PROSPECTUS
$50,000,000
Common Stock, Preferred Stock,
Debt Securities, Warrants, Subscription Rights and Units
From time to time, we or selling security holders may offer our common stock or preferred stock, debt securities, warrants to purchase our
common stock, preferred stock or debt securities, subscription rights to purchase our common stock, preferred stock or debt securities and/or units consisting of some or all of these securities, in any combination, together or separately, in one or
more offerings, in amounts, at prices and on the terms that we will determine at the time of the offering and which will be set forth in a prospectus supplement and any related free writing prospectus. The applicable prospectus supplement and any
related free writing prospectus may also add, update or change information contained in this prospectus. The total amount of these securities will have an initial aggregate offering price of up to $50,000,000.
The aggregate market value of our outstanding common stock held by non-affiliates was approximately
$39.8 million, which was calculated based on 5,547,427 shares of outstanding common stock held by non-affiliates as of March 12, 2019, and a price per share of $7.18, the closing price of our common
stock on January 17, 2019. Pursuant to General Instruction I.B.6 of Form S-3, in no event will we sell securities pursuant to this registration statement with a value more than one-third of the aggregate market value of our common stock held by non-affiliates in any 12-month period, so long as the aggregate
market value of our common stock held by non-affiliates is less than $75.0 million. In the event that subsequent to the effective date of this registration statement, the aggregate market value of our
outstanding common stock held by non-affiliates equals or exceeds $75.0 million, then the one-third limitation on sales shall not apply to additional sales made
pursuant to this registration statement. We have not sold any securities pursuant to General Instruction I.B.6 of Form S-3 during the 12 calendar months prior to, and including, the date of this registration
statement.
You should read this prospectus, the information incorporated, or deemed to be incorporated, by reference in this prospectus,
and any applicable prospectus supplement and related free writing prospectus carefully before you invest.
Our common stock is listed on
The Nasdaq Global Market under the symbol MRIN. The last reported sale price of our common stock on The Nasdaq Global Market on March 13, 2019 was $4.15 per share. None of the other securities we may offer are currently traded on
any securities exchange. The applicable prospectus supplement and any related free writing prospectus will contain information, where applicable, as to any other listing on The Nasdaq Global Market or any securities market or exchange of the
securities covered by the applicable prospectus supplement and any related free writing prospectus.

Entries from a point annotation set:
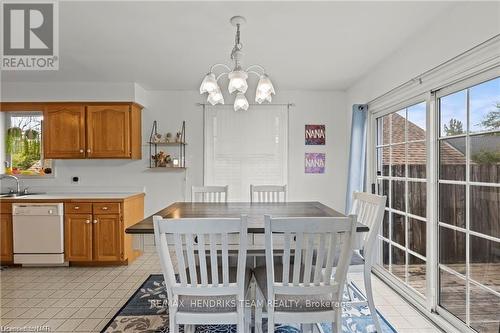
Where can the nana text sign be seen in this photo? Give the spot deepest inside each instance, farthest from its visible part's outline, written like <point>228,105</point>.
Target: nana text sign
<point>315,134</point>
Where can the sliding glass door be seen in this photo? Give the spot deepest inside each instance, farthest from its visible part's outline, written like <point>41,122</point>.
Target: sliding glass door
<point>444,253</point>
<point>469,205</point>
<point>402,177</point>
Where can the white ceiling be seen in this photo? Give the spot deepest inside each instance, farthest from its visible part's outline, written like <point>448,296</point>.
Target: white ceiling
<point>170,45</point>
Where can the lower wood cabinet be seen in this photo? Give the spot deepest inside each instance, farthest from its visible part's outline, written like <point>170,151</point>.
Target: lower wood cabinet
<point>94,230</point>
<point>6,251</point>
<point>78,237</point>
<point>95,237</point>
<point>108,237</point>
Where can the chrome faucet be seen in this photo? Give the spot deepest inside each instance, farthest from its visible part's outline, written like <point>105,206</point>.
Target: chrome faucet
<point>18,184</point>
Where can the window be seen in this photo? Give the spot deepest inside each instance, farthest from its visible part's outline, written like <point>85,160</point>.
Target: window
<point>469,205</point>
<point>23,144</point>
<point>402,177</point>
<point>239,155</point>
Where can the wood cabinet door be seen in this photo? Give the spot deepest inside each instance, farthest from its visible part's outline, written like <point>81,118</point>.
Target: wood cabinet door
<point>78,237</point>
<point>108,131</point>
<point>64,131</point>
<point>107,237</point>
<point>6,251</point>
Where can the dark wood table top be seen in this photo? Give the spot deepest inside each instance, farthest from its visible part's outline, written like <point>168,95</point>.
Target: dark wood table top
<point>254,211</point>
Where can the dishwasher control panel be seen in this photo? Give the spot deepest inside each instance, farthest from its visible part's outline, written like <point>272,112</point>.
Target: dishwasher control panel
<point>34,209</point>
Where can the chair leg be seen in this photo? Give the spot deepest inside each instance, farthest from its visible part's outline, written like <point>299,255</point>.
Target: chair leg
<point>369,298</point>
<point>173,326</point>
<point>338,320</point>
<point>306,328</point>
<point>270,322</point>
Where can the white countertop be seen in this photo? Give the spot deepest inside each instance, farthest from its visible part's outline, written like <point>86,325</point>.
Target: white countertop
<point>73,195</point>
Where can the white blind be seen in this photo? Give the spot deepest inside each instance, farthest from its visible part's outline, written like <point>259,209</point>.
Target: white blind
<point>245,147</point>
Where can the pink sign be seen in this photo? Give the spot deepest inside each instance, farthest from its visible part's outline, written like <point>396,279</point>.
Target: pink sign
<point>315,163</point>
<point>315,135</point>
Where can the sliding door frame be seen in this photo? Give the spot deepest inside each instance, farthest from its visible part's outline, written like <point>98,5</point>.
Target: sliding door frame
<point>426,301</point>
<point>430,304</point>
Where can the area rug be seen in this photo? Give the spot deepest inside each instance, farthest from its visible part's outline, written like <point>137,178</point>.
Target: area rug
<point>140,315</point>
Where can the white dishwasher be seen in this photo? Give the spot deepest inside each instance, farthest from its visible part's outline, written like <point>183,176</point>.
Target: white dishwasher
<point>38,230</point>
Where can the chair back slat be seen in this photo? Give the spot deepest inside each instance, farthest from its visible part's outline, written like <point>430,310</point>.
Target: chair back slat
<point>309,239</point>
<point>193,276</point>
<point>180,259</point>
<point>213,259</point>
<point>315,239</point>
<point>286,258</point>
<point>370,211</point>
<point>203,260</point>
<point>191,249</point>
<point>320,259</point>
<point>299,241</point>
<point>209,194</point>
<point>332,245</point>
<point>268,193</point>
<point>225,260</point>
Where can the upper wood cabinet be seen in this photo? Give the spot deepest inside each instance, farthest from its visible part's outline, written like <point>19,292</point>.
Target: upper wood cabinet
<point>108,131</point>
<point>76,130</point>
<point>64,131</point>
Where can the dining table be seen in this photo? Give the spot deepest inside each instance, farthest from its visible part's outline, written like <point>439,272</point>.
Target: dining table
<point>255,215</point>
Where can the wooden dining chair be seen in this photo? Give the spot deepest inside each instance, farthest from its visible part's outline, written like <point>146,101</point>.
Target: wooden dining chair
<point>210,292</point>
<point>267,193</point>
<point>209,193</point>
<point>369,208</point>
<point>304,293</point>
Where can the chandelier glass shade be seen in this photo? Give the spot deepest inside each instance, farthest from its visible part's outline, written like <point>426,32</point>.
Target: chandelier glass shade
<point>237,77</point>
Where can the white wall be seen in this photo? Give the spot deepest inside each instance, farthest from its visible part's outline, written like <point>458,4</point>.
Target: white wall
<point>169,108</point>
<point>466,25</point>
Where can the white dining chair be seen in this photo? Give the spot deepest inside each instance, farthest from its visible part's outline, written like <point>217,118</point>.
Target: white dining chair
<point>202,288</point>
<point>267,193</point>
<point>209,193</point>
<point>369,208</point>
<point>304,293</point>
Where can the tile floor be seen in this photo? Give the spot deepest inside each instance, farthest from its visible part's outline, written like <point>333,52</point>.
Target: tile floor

### WHAT TO WORK ON
1. How does the prospectus arrive at the figure of approximately $39.8 million? Answer in one to three sentences.
2. Translate this sentence from the prospectus into Spanish: "None of the other securities we may offer are currently traded on any securities exchange."
3. Continue the prospectus from its last sentence.

### TASK RESULTS
1. The figure is the aggregate market value of the outstanding common stock held by non-affiliates. It is based on 5,547,427 shares held by non-affiliates as of March 12, 2019, priced at $7.18 per share, which was the common stock's closing price on January 17, 2019.

2. Ninguno de los demás valores que podemos ofrecer se negocia actualmente en ninguna bolsa de valores.

3.
Investing in our securities
involves a high degree of risk. You should review carefully the risks and uncertainties described under the heading Risk Factors beginning on page 5 of this prospectus and in the applicable prospectus
supplement and any related free writing prospectus, and under similar headings in the documents incorporated by reference into this prospectus.
The securities may be sold by us or selling security holders to or through underwriters or dealers, directly to purchasers or through agents
designated from time to time. For additional information on the methods of sale, you should refer to the discussion under the heading Plan of Distribution in this prospectus. If any underwriters, dealers or agents are involved in the
sale of any securities with respect to which this prospectus is being delivered, the names of such underwriters or agents and any applicable fees, discounts or commissions, details regarding over-allotment options, if any, and the net proceeds to us
will be set forth in a prospectus supplement. The price to the public of such securities and the net proceeds we expect to receive from such sale will also be set forth in a prospectus supplement.
Neither the Securities and Exchange Commission nor any state securities commission has approved or disapproved of these securities or
determined if this prospectus is truthful or complete. Any representation to the contrary is a criminal offense.
The date of
this prospectus is May 10, 2019.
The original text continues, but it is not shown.